> [The problem] Please read the text on the Cook Your Cupboard segment below: what does Nigella Lawson say to add to a cup of almond milk to make a buttermilk substitute?

> [Text to read]

Filed by KOSU News in Art & Life.
April 24, 2013

Earlier this month, Morning Edition launched a new food project called Cook Your Cupboard, inspired by a dilemma many of us have faced before: a mysterious food item in the pantry, bought for an unusual recipe or on a whim, that we simply don’t know what to do with. Morning Edition asked listeners to send photos of their baffling ingredients to npr.org/cupboard, where home cooks gave each other many creative recipe suggestions.

Now, British cookbook author Nigella Lawson joins NPR for the first radio segment of Cook Your Cupboard. In each installment, we’ll get chefs and other food experts to give advice to one lucky submitter. First up is Marcy Misner, who lives in Michigan’s Upper Peninsula.

Misner sent in a photo of apple cider vinegar, almond milk and dried red beans, which Lawson calls a “very, very eclectic mix.” Her impulse is not to approach the items separately, but to unite them: “I have been trying to think if there’s anything I could use all three ingredients in,” she says. Her first suggestion: vegetarian chili and cornbread.

“In a huge pan, cook the beans with onions, garlic, red bell peppers, and whatever spicing you like (I tend to go for the coriander [cilantro], cumin, cardamom axis). Add some chopped tomatoes and a tablespoon of cocoa (to give it a bit of bitterness) and cook that for a long time. Top it with cornbread — you can make a buttermilk substitute by adding a teaspoon of cider vinegar to a cup of almond milk and leaving it for five minutes. If the cornbread recipe calls for honey, leave it out, since the almond milk will add a bit of sweetness.”

Lawson recommends using the cornbread as a topping rather than a side dish, for a simple reason: “Anything that’s in one pot reduces the washing up.”

Looking at just the almond milk and vinegar, Lawson recommended a breakfast dish: almond-milk pancakes. But she noted that cooks used to working with regular milk need to be careful when substituting almond milk.

“You could make really exquisite and healthful pancakes. If you have some overripe bananas, chop them up and mix a teeny bit of cider vinegar, some almond milk (use less almond milk than you would regular milk, since it’s a bit more watery), some flour and an egg, and you’ve got some low-GI breakfast pancakes.”

Turning back to the beans, Lawson was inspired by a traditional American dish, corn chow chow, and thought that red beans could be turned into a similar sort of relish.

“Make a tangy syrup with cider vinegar and sugar and some chopped-up red bell peppers. Then soak and cook your red beans. Put them all together, jar them and leave them for a month, and you’ve got a relish.”

> [Supplied information]
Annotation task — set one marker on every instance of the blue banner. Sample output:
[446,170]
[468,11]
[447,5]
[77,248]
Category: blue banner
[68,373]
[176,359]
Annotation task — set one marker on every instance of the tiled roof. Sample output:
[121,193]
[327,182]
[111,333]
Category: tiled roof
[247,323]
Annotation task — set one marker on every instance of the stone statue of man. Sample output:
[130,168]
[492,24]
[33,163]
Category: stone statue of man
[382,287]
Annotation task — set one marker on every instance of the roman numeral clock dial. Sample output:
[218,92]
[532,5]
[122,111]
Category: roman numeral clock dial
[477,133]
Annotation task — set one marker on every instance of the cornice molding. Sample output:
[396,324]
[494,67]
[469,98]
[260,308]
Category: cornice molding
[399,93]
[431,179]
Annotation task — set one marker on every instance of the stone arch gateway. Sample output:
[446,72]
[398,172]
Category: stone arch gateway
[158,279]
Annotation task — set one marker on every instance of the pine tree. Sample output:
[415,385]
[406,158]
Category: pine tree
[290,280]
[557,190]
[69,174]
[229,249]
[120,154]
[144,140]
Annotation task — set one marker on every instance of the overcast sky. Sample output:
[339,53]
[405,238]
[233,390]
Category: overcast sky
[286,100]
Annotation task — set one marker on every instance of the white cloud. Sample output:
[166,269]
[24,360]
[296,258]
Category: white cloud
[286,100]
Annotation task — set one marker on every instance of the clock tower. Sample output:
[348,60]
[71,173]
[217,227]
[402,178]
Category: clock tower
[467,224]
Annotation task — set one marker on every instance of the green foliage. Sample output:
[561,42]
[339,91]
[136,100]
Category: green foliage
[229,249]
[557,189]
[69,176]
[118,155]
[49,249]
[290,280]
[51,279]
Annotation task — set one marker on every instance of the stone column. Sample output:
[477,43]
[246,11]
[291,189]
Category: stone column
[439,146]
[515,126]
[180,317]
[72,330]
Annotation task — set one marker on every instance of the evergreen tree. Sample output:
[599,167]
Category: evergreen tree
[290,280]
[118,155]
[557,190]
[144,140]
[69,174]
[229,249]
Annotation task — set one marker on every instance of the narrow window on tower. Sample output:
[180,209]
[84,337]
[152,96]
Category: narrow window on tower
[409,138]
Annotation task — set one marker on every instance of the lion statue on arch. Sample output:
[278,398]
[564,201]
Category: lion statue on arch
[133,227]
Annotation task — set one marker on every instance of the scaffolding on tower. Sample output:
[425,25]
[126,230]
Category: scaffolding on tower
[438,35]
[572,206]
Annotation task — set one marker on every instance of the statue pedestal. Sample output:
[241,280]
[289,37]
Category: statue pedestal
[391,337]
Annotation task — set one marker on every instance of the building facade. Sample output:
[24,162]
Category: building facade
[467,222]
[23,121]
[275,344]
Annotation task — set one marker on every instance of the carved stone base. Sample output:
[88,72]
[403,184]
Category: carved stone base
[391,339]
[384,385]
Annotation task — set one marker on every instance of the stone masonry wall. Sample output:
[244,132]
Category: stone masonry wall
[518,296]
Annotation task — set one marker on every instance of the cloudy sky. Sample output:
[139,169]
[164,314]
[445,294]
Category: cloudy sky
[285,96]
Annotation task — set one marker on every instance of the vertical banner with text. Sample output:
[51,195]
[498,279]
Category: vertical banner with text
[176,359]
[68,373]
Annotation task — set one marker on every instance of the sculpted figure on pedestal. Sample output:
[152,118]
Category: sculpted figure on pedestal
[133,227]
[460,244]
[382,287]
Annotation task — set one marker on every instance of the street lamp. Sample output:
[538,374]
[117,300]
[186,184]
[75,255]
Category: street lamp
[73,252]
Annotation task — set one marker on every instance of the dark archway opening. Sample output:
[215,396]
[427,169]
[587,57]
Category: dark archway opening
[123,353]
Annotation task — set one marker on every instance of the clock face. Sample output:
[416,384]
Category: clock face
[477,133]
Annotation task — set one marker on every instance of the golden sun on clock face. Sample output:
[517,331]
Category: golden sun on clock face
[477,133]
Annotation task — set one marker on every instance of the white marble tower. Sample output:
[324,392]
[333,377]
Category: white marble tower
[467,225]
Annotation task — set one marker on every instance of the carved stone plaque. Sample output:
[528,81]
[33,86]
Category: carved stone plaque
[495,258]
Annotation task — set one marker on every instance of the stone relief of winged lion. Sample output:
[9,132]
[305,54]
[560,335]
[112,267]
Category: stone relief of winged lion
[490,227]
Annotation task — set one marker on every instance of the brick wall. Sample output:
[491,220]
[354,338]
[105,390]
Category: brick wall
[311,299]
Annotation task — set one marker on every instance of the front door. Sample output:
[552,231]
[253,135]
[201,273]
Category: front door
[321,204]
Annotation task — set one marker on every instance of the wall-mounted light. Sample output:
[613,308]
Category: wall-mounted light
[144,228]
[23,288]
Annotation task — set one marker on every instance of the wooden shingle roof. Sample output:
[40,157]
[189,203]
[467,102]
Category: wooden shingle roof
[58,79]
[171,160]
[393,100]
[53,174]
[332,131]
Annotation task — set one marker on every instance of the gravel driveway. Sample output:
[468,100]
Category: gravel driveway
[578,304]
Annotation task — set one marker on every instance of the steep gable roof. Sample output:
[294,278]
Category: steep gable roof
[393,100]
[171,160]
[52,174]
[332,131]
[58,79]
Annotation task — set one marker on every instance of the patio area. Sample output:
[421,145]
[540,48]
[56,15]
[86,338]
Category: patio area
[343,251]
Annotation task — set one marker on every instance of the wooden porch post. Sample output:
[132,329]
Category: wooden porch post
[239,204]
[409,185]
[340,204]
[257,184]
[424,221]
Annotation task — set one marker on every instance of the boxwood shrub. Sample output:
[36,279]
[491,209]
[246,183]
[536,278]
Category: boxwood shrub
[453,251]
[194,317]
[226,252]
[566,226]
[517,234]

> [Response below] A teaspoon of cider vinegar, then leave it for five minutes.